---- Recorded information

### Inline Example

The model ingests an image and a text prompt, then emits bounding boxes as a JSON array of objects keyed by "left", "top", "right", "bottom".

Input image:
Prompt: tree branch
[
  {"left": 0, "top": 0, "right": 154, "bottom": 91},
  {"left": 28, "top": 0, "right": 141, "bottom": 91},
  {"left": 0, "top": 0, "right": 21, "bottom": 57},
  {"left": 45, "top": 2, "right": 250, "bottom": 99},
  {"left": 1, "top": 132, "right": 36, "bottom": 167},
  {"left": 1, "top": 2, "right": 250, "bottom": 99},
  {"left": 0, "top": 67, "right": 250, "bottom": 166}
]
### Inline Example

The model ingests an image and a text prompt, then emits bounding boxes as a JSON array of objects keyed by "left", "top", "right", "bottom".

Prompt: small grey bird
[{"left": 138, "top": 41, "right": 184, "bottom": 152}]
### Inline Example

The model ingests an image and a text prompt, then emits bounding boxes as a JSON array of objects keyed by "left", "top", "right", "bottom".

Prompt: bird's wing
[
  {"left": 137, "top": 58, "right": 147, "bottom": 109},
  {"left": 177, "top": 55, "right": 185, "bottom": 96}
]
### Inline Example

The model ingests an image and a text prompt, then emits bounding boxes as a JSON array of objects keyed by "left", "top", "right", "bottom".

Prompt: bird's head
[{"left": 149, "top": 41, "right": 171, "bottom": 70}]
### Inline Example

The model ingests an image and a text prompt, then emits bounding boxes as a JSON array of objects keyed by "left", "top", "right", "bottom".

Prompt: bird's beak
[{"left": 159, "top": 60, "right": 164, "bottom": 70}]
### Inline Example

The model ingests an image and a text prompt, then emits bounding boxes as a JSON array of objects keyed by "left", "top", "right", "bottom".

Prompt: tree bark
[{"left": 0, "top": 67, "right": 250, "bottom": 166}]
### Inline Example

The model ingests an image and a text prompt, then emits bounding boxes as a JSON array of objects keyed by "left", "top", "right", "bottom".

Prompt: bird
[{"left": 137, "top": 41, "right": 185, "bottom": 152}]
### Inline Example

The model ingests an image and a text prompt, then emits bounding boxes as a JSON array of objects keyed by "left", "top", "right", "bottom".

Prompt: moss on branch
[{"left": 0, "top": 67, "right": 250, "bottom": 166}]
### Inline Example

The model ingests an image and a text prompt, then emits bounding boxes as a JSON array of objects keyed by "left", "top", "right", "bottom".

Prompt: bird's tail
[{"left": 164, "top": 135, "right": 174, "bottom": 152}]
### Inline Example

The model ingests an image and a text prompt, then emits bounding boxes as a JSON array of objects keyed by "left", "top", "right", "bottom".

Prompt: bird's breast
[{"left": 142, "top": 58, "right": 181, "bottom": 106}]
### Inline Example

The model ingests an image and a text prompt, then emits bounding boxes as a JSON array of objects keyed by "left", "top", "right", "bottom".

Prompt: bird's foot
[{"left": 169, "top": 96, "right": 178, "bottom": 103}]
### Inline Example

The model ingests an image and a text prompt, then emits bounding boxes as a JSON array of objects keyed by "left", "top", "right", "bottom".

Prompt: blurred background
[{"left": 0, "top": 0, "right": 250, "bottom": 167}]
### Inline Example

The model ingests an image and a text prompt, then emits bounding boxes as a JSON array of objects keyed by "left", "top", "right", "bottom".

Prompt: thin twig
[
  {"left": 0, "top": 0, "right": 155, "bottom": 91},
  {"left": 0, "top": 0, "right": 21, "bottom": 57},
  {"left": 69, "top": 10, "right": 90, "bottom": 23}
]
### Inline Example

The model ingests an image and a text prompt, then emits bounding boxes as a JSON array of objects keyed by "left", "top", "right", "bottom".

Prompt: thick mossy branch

--------

Provide an exact reproduction of all the entries shown above.

### Inline Example

The model ingests an image and a text prompt, then emits bounding boxes as a JSON array of objects keyed by "left", "top", "right", "bottom".

Input image:
Prompt: tree branch
[
  {"left": 0, "top": 0, "right": 154, "bottom": 91},
  {"left": 28, "top": 0, "right": 141, "bottom": 91},
  {"left": 0, "top": 0, "right": 21, "bottom": 57},
  {"left": 45, "top": 2, "right": 250, "bottom": 99},
  {"left": 1, "top": 132, "right": 36, "bottom": 167},
  {"left": 1, "top": 2, "right": 250, "bottom": 99},
  {"left": 0, "top": 67, "right": 250, "bottom": 166}
]
### Inline Example

The model ingests an image and a text prompt, then emits bounding boxes as a JSON array of objects keyed by "left", "top", "right", "bottom".

Prompt: small grey bird
[{"left": 138, "top": 41, "right": 184, "bottom": 152}]
### Inline Example

The model ingests an image and a text prompt, then emits bounding boxes as a JSON array of objects keyed by "left", "top", "right", "bottom".

Prompt: bird's wing
[
  {"left": 137, "top": 58, "right": 147, "bottom": 109},
  {"left": 177, "top": 55, "right": 185, "bottom": 96}
]
### Inline Example

The model ingests an image and a text prompt, then emits bounding boxes as a JSON array of objects keyed by "left", "top", "right", "bottom".

Prompt: bird's head
[{"left": 149, "top": 41, "right": 171, "bottom": 70}]
### Inline Example

The model ingests an image and a text prompt, then emits bounding boxes as a JSON array of objects keyed by "left", "top", "right", "bottom".

Prompt: bird's beak
[{"left": 159, "top": 60, "right": 164, "bottom": 70}]
### Inline Example

The model ingests an image and a text prompt, then emits bounding boxes as a JSON array of objects keyed by "left", "top", "right", "bottom".

Prompt: tree bark
[{"left": 0, "top": 67, "right": 250, "bottom": 166}]
### Inline Example

The model ingests an image and a text prompt, then emits bounding boxes as a JSON array of objects keyed by "left", "top", "right", "bottom".

Prompt: bird
[{"left": 137, "top": 41, "right": 185, "bottom": 152}]
### Inline Example

The model ingests an image and a text prompt, then emits bounding boxes as a JSON array of objects keyed by "left", "top", "right", "bottom".

Prompt: moss on branch
[{"left": 0, "top": 67, "right": 250, "bottom": 166}]
### Inline Example

The model ingests an image and a text prompt, then emits bounding boxes as a JSON array of objects keyed by "left", "top", "right", "bottom".

Prompt: bird's tail
[{"left": 164, "top": 135, "right": 174, "bottom": 152}]
### Inline Example

The model ingests an image and a text prompt, then emits bounding boxes as a JSON array of objects keyed by "left", "top", "right", "bottom".

Prompt: bird's breast
[{"left": 142, "top": 58, "right": 181, "bottom": 106}]
### Inline Example

The model ingests an image and a text prompt, then emits bounding boxes as a JSON array of objects keyed by "left", "top", "right", "bottom".

Prompt: bird's foot
[{"left": 169, "top": 96, "right": 178, "bottom": 103}]
### Inline Example

The model ingests an image and a text prompt, then emits bounding boxes as a JSON array of objects keyed by "left", "top", "right", "bottom".

Prompt: blurred background
[{"left": 0, "top": 0, "right": 250, "bottom": 167}]
### Inline Example

The model ingests an image and a text prompt, then emits bounding boxes as a JSON array of objects keyed by "left", "top", "right", "bottom".

Prompt: thin twig
[
  {"left": 0, "top": 0, "right": 155, "bottom": 91},
  {"left": 0, "top": 0, "right": 21, "bottom": 57},
  {"left": 69, "top": 10, "right": 90, "bottom": 23}
]
### Inline Example

The model ingests an image and a text prompt, then emits bounding boxes as a JSON array of objects keyed by "left", "top", "right", "bottom".

Prompt: thick mossy branch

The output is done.